• [RECORD EXTRACTS]

##############################

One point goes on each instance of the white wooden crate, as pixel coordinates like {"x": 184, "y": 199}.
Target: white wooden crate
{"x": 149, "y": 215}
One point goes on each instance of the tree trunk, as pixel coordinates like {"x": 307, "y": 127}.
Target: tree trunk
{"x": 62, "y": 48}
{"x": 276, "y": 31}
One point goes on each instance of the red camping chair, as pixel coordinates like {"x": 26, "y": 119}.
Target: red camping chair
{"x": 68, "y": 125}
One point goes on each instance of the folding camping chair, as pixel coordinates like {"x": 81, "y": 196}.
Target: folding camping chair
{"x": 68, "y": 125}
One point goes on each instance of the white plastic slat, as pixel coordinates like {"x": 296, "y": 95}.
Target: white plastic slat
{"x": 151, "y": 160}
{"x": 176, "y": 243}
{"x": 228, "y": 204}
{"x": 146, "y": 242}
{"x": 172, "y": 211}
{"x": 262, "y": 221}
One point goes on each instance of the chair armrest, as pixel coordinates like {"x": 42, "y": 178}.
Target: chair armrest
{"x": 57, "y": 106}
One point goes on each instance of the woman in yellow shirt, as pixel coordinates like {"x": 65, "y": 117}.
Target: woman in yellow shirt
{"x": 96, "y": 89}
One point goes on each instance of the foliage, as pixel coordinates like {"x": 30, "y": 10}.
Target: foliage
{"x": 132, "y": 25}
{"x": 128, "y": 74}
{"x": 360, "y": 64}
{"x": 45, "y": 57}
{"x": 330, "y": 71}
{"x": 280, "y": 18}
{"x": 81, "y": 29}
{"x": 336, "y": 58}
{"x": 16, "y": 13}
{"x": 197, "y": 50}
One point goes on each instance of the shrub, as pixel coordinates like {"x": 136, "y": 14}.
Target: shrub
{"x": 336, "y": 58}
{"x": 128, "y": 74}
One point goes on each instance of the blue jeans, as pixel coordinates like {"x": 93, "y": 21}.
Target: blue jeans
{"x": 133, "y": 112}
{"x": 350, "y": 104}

##############################

• [YOUR OBJECTIVE] Rewrite all of the rows above, replacing each occurrence of "Target" with "Object" and keeping everything else the same.

• [REPLY TO THE EXERCISE]
One point goes on each instance of the white wooden crate, as pixel coordinates like {"x": 184, "y": 199}.
Object: white wooden crate
{"x": 149, "y": 215}
One point goes on each instance of the tree trunk, as pixel coordinates like {"x": 307, "y": 127}.
Object: tree trunk
{"x": 62, "y": 48}
{"x": 276, "y": 31}
One point goes on each instance of the red camping chair, as pixel coordinates like {"x": 26, "y": 119}.
Object: red camping chair
{"x": 68, "y": 125}
One point goes on each instance of the folding camping chair, as pixel coordinates like {"x": 81, "y": 196}.
Object: folding camping chair
{"x": 68, "y": 125}
One point goes on each instance of the white plastic slat, as pixel coordinates like {"x": 296, "y": 95}.
Object: white plastic slat
{"x": 151, "y": 160}
{"x": 176, "y": 243}
{"x": 228, "y": 204}
{"x": 146, "y": 242}
{"x": 172, "y": 211}
{"x": 262, "y": 221}
One point goes on each instance of the chair armrest, as pixel coordinates like {"x": 42, "y": 178}.
Object: chair armrest
{"x": 57, "y": 106}
One point goes on each instance of the woman in yellow shirt, as pixel coordinates like {"x": 65, "y": 117}.
Object: woman in yellow shirt
{"x": 96, "y": 89}
One point goes on each instance of the foliage, as pixel coordinates like {"x": 30, "y": 10}.
Object: foliage
{"x": 132, "y": 25}
{"x": 128, "y": 74}
{"x": 360, "y": 64}
{"x": 45, "y": 57}
{"x": 330, "y": 71}
{"x": 280, "y": 18}
{"x": 81, "y": 29}
{"x": 336, "y": 58}
{"x": 16, "y": 13}
{"x": 197, "y": 50}
One point goes on each instance of the shrub, as pixel coordinates like {"x": 136, "y": 14}.
Object: shrub
{"x": 336, "y": 58}
{"x": 128, "y": 74}
One point goes on each instance of the blue jeans, as pixel coordinates like {"x": 93, "y": 21}.
Object: blue jeans
{"x": 133, "y": 112}
{"x": 350, "y": 104}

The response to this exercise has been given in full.